We have already revoked respondent’s probation and reinstated his suspension on October 4, 2001, “pending entry of a final order by this court.” 93 Ohio St.3d 1438, 755 N.E.2d 901. Respondent is hereby suspended from the practice of law for one year with credit for time served. Respondent is further ordered to pay the costs of the original proceeding in the amount of $1,363.71 plus interest of ten percent from March 8, 1999 until paid. Respondent shall further pay the costs of these proceedings.



Judgment accordingly.



Moyer, C.J., Douglas, Resnick, F.E. Sweeney, Pfeifer, Cook and Lundberg Stratton, JJ., concur.



__________________



Julia A. Davis, Bradley N. Frick and Anthony M. Roseboro, for relator.

Christopher King, pro se.



__________________


[Cite as Columbus Bar Association v. King, 95 Ohio St.3d 93, 2002-Ohio-1945.]

COLUMBUS BAR ASSOCIATION v. KING.

[Cite as Columbus Bar Assn. v. King (2002), 95 Ohio St.3d 93.]

Attorneys at law — Misconduct — One-year suspension with credit for time

served — Failing to fulfill purpose of mentorship imposed at previous

disciplinary proceeding — Engaging in conduct indicating inability to

function as a professional lawyer in a courtroom or afford clients

adequate representation — Failure to pay costs imposed at previous

disciplinary proceeding.

BRIEF 1: Show every line of the listing below that contains the word "evergreen", matching its case exactly.

EXERCISE INPUTS:
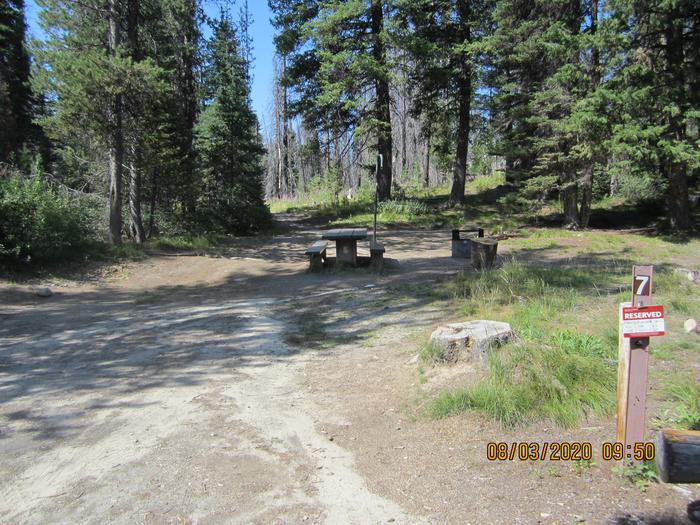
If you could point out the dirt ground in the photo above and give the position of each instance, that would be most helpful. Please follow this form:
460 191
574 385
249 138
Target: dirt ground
180 389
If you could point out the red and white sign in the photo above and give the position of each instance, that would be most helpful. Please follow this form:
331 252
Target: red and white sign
643 322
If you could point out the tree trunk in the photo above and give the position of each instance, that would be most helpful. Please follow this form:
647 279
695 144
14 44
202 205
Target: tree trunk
465 99
677 172
135 219
589 171
136 222
569 197
116 140
426 162
285 131
154 200
382 103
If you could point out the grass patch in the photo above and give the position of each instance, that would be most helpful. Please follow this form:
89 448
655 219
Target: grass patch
684 391
553 372
191 243
562 381
642 474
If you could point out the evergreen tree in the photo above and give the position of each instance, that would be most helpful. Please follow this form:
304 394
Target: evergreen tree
340 69
657 88
15 93
444 38
231 152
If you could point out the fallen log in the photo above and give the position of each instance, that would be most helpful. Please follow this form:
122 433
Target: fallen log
678 456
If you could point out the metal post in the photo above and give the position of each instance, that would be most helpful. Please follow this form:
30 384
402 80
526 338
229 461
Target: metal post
380 164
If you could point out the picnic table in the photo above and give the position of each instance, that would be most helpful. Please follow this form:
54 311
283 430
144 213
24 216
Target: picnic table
346 243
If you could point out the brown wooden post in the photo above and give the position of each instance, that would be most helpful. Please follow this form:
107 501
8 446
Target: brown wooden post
633 366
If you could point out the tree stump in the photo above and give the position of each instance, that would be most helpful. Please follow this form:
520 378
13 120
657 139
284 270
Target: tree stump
483 253
678 456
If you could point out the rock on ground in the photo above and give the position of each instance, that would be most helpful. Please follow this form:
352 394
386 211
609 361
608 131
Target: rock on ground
691 275
471 340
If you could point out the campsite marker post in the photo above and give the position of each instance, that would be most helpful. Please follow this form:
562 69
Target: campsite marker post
639 320
380 164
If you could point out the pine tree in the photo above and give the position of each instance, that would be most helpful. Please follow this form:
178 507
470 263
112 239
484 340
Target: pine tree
230 148
15 93
340 68
658 96
444 38
97 84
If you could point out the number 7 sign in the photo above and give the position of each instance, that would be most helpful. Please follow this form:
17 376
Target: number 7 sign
642 286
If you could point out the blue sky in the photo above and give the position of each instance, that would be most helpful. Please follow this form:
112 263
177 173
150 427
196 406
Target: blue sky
262 33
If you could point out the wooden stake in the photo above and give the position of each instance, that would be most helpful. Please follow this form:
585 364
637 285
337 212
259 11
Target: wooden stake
633 367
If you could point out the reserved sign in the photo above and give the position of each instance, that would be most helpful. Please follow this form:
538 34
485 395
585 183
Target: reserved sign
643 322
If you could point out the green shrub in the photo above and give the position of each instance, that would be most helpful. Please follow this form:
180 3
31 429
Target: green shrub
37 223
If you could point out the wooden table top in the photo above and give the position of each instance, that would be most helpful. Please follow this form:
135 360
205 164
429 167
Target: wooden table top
352 234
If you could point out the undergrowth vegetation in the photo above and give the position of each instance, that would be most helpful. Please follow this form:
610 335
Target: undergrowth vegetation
39 223
562 368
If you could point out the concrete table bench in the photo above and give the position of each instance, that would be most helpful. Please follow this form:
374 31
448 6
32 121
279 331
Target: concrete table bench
346 243
317 255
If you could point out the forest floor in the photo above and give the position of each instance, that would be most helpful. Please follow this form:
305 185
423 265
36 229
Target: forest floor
242 389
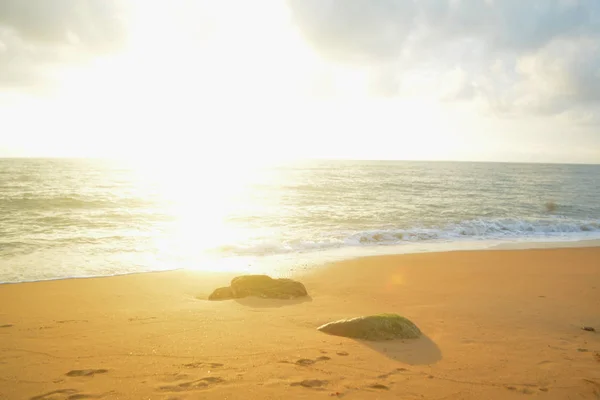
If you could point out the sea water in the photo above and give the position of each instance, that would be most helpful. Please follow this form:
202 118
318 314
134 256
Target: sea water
63 218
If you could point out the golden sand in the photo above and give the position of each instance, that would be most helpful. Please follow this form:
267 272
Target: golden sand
497 325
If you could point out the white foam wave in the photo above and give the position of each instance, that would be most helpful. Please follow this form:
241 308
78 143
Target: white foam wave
491 229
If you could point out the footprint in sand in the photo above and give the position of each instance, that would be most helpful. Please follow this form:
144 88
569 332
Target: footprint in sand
378 386
192 385
394 372
311 383
67 394
305 362
85 372
201 365
71 321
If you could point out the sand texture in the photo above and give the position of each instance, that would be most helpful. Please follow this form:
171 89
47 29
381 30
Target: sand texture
495 324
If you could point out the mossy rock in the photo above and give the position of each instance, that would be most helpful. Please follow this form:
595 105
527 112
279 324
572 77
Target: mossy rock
260 286
374 327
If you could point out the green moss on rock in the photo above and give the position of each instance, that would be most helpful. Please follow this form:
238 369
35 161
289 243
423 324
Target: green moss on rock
374 327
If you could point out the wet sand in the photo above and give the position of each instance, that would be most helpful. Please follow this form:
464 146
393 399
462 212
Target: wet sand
498 325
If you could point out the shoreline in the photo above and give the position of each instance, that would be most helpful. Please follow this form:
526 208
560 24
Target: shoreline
496 324
286 264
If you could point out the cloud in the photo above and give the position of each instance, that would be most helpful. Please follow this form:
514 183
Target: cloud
35 35
519 57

BRIEF 2: How long does the disciplinary ruling above suspend the respondent from the practice of law?

FULL RESPONSE 1:
If you could point out the evergreen tree in the photo above and give the position of each instance, that would be most helpful. Please follow this form:
Target: evergreen tree

FULL RESPONSE 2: One year, with credit for time served.